Coast Guard Intent to Discharge Memos Don’t Match Reality of Why Personnel Are Actually Being Discharged

I’m not sure what I find more bothersome; a “values” based organization like the DOD routinely breaking the law (also see here), or the hypocritical and sloppy manner in which they attempt to cover their tracks with a ham fisted aloofness that would embarrass a six year old concealing his theft of chocolate chip cookies from the cookie jar.

The DOD, and by proxy the DHS since the Coast Guard technically falls under their hierarchy, can’t help contradict itself every chance they get. Surface reasoning on a single document might be enough to successfully allow a kid to forge their mother’s signature on a note and get out of school in 1990, but it doesn’t work in a government organization whose rules and regulations are written into law. This somehow hasn’t stopped the Coast Guard from discharging their personnel under the guise of some nonsense about being available for world wide assignment.

▶ SOURCE DATA
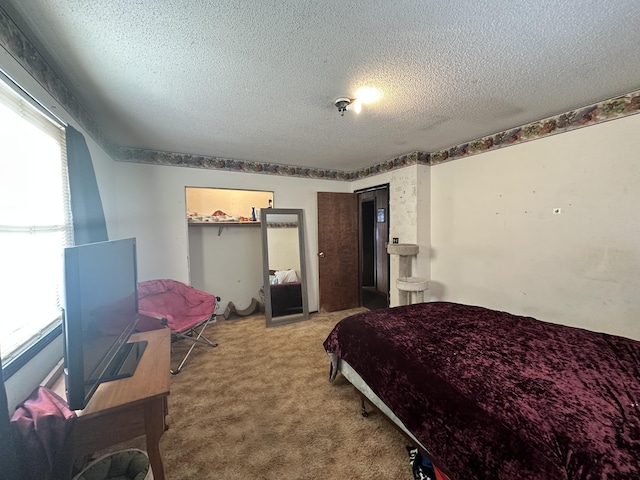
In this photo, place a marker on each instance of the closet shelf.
(221, 225)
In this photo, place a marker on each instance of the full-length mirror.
(284, 269)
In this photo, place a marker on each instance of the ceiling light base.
(341, 104)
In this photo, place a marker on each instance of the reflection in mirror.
(284, 269)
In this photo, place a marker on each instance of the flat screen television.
(100, 312)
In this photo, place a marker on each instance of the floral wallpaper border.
(20, 48)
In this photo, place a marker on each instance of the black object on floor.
(373, 300)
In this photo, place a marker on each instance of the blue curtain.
(8, 459)
(89, 225)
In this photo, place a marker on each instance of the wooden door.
(338, 251)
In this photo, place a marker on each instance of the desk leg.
(154, 428)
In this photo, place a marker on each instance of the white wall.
(497, 243)
(151, 202)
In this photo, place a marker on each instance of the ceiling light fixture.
(363, 95)
(352, 104)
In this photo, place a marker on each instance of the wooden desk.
(124, 409)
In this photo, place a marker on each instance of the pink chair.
(185, 310)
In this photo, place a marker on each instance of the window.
(35, 223)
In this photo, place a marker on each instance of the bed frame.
(502, 396)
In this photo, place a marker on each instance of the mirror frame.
(285, 319)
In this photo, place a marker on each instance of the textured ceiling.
(256, 80)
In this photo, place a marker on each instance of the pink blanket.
(181, 305)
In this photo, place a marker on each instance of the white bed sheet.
(356, 380)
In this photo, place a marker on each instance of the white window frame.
(36, 237)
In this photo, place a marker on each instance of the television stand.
(129, 407)
(125, 366)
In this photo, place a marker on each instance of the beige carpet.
(260, 406)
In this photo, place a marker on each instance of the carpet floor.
(260, 406)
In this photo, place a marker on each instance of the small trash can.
(132, 464)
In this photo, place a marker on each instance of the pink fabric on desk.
(42, 425)
(181, 305)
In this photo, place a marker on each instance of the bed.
(490, 395)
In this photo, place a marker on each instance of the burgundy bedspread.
(497, 396)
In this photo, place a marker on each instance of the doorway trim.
(379, 195)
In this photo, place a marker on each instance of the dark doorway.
(374, 234)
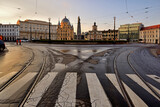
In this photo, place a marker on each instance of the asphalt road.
(79, 75)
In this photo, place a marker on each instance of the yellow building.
(150, 34)
(65, 31)
(36, 30)
(95, 34)
(109, 35)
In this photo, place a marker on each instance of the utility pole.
(49, 30)
(128, 34)
(30, 34)
(114, 29)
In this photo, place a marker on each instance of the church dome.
(65, 20)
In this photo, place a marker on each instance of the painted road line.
(156, 89)
(96, 91)
(6, 77)
(135, 78)
(112, 78)
(67, 95)
(137, 101)
(154, 77)
(13, 88)
(40, 89)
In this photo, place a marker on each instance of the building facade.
(10, 32)
(130, 32)
(109, 35)
(36, 30)
(94, 34)
(65, 31)
(150, 34)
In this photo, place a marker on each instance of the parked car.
(2, 45)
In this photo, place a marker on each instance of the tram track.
(146, 83)
(122, 87)
(18, 73)
(38, 77)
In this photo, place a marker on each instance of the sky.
(100, 11)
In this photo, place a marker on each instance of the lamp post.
(49, 30)
(114, 29)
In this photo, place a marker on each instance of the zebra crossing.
(67, 95)
(16, 86)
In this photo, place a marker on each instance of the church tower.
(79, 29)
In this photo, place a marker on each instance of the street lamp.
(49, 29)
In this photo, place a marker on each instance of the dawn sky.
(90, 11)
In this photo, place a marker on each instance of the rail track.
(34, 83)
(125, 94)
(18, 73)
(150, 87)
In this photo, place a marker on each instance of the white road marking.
(6, 77)
(154, 77)
(156, 89)
(137, 101)
(13, 88)
(67, 96)
(112, 78)
(40, 89)
(135, 78)
(96, 91)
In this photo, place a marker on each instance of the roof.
(151, 27)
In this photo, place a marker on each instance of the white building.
(10, 32)
(37, 30)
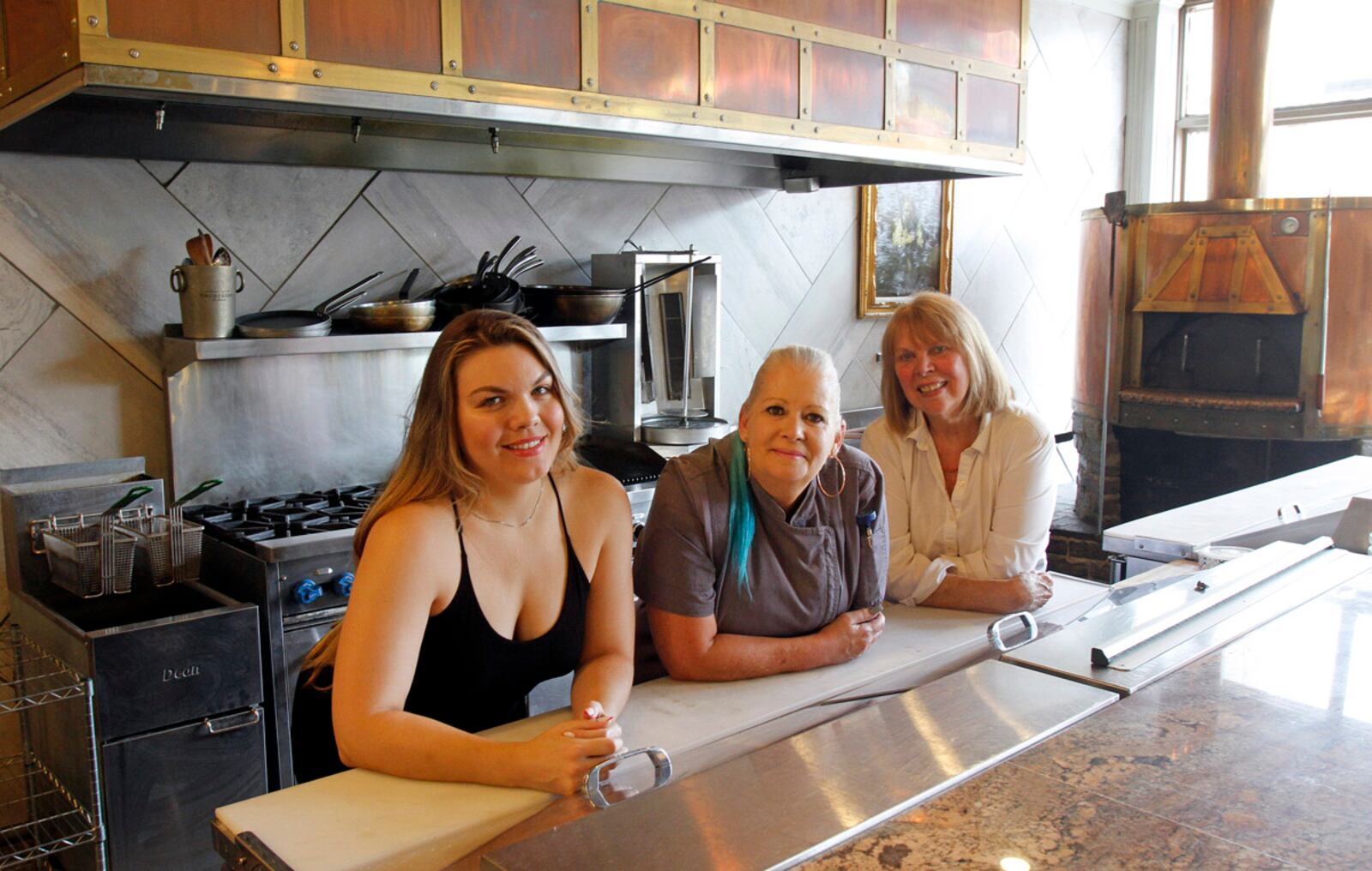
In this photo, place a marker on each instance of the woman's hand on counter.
(1024, 592)
(852, 633)
(1035, 589)
(557, 760)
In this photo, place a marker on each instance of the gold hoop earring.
(843, 480)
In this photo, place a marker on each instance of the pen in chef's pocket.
(868, 521)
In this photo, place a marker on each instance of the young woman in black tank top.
(473, 585)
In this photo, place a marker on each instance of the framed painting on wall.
(905, 237)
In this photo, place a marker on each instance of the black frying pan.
(298, 322)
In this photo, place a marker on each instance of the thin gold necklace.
(542, 484)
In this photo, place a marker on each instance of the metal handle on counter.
(216, 727)
(662, 772)
(1024, 616)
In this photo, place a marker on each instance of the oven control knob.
(343, 586)
(306, 592)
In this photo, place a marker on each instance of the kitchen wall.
(86, 247)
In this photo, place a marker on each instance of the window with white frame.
(1321, 81)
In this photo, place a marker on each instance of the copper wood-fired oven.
(1227, 322)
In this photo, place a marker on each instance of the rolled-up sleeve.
(1022, 512)
(672, 564)
(912, 576)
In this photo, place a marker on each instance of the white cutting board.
(361, 820)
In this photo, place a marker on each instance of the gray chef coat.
(804, 571)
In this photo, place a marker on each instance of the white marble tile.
(814, 225)
(980, 207)
(761, 281)
(164, 171)
(357, 246)
(68, 397)
(1062, 45)
(592, 217)
(1043, 357)
(24, 308)
(829, 310)
(652, 235)
(452, 219)
(269, 216)
(99, 237)
(999, 288)
(857, 388)
(854, 339)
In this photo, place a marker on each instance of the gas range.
(287, 516)
(292, 555)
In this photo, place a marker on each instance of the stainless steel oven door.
(298, 635)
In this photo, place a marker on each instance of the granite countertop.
(1257, 756)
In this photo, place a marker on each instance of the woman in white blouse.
(969, 475)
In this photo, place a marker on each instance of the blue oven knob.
(343, 586)
(306, 592)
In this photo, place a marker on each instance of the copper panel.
(401, 34)
(866, 17)
(651, 55)
(1275, 261)
(850, 87)
(992, 111)
(925, 100)
(985, 29)
(1094, 309)
(246, 25)
(528, 41)
(1348, 395)
(756, 72)
(32, 29)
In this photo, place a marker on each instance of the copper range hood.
(1239, 315)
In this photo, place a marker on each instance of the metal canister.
(206, 294)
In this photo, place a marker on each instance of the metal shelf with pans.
(40, 813)
(178, 353)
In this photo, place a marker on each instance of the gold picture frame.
(896, 254)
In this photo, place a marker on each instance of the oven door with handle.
(164, 786)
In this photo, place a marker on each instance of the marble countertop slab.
(1259, 756)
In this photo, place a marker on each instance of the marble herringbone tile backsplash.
(86, 247)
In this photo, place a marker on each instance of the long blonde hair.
(933, 317)
(432, 463)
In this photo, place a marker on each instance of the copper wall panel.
(1348, 395)
(992, 111)
(756, 72)
(651, 55)
(32, 29)
(528, 41)
(401, 34)
(925, 100)
(868, 17)
(985, 29)
(1092, 309)
(244, 25)
(850, 87)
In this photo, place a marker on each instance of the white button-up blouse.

▶ QUESTIONS TO ANSWER
1. According to the text about Coast Guard discharge memos, which department does the Coast Guard technically fall under?
2. In the text about Coast Guard discharge memos, write out the passage that begins at the words "The DOD, and" and stops after "world wide assignment.", changing "kid" to "child".
3. Translate this sentence from the text about Coast Guard discharge memos into Spanish: "This somehow hasn't stopped the Coast Guard from discharging their personnel under the guise of some nonsense about being available for world wide assignment."

▶ ANSWERS TO THIS EXERCISE
1. The DHS.

2.
The DOD, and by proxy the DHS since the Coast Guard technically falls under their hierarchy, can’t help contradict itself every chance they get. Surface reasoning on a single document might be enough to successfully allow a child to forge their mother’s signature on a note and get out of school in 1990, but it doesn’t work in a government organization whose rules and regulations are written into law. This somehow hasn’t stopped the Coast Guard from discharging their personnel under the guise of some nonsense about being available for world wide assignment.

3. De alguna manera, esto no ha impedido que la Guardia Costera dé de baja a su personal con el pretexto de alguna tontería sobre estar disponible para destinos en cualquier parte del mundo.